## Study text

Given the relevance between Piezo 1 and YAP described above, the expression of Piezo 1 and YAP in clinical tissues was analyzed. IHC analysis supported that metastatic CCA tissues frequently showed high Piezo 1 levels and high YAP levels, whereas non-metastatic CCA tissues mostly exhibited low Piezo 1 expression and low YAP expression, indicating a positive correlation between Piezo 1 and YAP protein levels in CCA tissues (Figure 5G). Taken together, our results supported that the activated Piezo 1 protein impedes Hippo signaling, leading to the translocation of YAP into the nucleus, and targets the downstream genes.

Piezo 1 activation elevates CCA cell migration and invasion via YAP activation

Given that dysregulation of the Hippo signaling pathway promotes CCA development,²⁴^,²⁵ we proposed that YAP activation is required for increased cell migration and invasion induced by Piezo 1 activation. To test this hypothesis, cells were treated with Yoda 1 for Piezo 1 channel activation and incubated with or without verteporfin, a molecule able to block the formation of YAP/TEAD. After 48 h treatment, real-time PCR and immunoblot analysis implied that inhibition of YAP by verteporfin partially abrogated the Yoda 1-induced E-cadherin downregulation and N-cadherin and vimentin upregulation (Figures 6A and 6B). Furthermore, E-cadherin was marked and IF assay was performed; the data showed that after verteporfin treatment Yoda 1-induced E-cadherin fluorescence downregulation was reversed (Figure 6C). Moreover, inhibition of YAP by verteporfin partially abrogated CCA cell migration and invasion induced by Piezo 1 activation by Transwell migration and invasion assays (Figures 6D and 6E). Taken together, our data demonstrated that YAP activation is required for elevated CCA cell metastasis induced by Piezo 1 activation.

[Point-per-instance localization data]

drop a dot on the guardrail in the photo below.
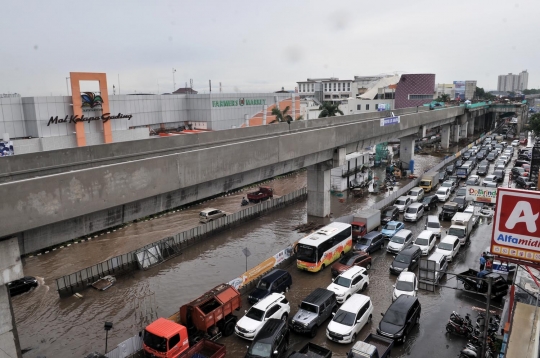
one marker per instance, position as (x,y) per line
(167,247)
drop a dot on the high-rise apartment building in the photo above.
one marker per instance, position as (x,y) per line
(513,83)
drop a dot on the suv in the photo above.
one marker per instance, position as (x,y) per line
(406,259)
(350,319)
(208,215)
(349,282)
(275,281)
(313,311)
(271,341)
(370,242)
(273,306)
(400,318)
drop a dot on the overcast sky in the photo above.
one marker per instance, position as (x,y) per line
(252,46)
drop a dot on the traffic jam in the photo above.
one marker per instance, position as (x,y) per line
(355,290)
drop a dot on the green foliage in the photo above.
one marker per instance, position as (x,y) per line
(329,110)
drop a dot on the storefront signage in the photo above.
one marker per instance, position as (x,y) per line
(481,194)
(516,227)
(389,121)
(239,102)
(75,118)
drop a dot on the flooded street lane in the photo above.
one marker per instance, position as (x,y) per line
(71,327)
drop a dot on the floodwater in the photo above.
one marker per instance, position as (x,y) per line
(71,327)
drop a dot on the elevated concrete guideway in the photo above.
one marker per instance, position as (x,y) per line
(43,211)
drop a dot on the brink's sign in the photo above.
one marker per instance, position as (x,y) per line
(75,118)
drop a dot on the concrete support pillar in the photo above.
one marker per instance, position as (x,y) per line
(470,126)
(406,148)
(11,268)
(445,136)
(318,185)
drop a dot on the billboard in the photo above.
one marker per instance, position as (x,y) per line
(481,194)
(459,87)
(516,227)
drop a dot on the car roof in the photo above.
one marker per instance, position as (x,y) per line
---
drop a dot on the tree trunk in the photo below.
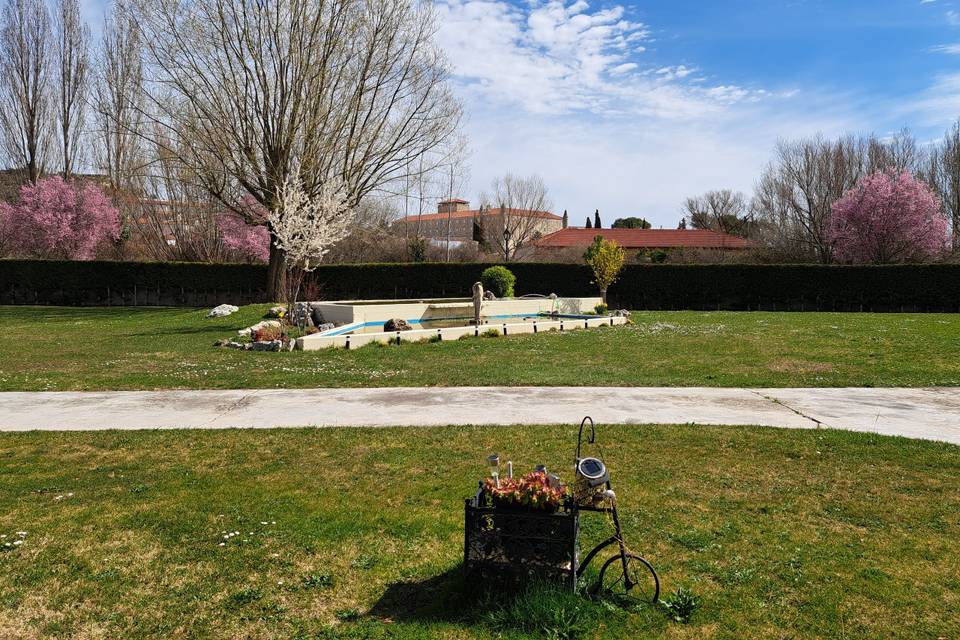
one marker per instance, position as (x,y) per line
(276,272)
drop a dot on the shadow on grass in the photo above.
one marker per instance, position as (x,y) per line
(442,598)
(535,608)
==
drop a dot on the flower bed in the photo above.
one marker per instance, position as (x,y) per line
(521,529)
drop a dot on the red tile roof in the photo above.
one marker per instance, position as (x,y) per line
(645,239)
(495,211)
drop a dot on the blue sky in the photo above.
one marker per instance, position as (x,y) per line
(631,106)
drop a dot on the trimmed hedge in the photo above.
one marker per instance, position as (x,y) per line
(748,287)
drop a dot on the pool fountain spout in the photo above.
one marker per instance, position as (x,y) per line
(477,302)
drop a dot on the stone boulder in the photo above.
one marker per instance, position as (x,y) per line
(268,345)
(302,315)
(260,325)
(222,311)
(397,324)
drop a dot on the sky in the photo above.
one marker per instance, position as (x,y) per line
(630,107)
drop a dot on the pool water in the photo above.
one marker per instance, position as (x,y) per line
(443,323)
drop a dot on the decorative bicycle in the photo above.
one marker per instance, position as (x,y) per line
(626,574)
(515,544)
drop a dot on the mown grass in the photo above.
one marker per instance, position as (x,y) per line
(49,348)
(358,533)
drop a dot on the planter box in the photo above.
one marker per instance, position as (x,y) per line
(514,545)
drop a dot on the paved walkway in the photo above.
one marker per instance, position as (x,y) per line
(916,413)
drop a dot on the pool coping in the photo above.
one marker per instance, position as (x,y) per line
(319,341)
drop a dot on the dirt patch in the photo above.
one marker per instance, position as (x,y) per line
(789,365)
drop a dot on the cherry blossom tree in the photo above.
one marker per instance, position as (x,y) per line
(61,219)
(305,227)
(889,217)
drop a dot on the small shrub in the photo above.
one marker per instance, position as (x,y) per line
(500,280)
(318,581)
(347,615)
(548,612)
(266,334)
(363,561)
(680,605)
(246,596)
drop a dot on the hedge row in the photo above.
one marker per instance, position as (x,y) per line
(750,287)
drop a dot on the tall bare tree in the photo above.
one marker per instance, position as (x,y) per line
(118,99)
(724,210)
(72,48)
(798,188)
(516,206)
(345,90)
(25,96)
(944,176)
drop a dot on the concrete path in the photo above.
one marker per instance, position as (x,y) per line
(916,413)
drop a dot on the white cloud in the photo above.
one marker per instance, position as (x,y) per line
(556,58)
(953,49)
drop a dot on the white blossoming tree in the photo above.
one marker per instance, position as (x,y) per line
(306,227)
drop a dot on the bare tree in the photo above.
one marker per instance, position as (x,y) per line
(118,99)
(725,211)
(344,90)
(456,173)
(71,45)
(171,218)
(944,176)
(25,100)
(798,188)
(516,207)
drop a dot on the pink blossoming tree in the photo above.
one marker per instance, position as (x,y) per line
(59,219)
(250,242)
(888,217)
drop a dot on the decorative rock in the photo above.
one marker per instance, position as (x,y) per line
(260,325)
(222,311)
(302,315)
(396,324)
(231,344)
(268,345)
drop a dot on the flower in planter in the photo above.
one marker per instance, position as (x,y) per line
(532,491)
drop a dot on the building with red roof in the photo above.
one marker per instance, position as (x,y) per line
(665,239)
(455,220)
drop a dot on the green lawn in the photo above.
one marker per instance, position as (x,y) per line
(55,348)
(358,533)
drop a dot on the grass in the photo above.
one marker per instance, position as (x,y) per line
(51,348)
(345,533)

## Task goal
Using the Piezo 1 text, decide whether each statement agrees with it: (a) cells were treated for 48 h before the real-time PCR and immunoblot analysis; (b) non-metastatic CCA tissues mostly showed high Piezo 1 expression; (c) verteporfin fully abolished the CCA cell migration and invasion induced by Piezo 1 activation. For each, answer yes or no and quote the deciding words of the text.

## Problem solution
(a) Yes: "After 48 h treatment, real-time PCR and immunoblot analysis implied"
(b) No: "non-metastatic CCA tissues mostly exhibited low Piezo 1 expression and low YAP expression"
(c) No: "inhibition of YAP by verteporfin partially abrogated CCA cell migration and invasion induced by Piezo 1 activation"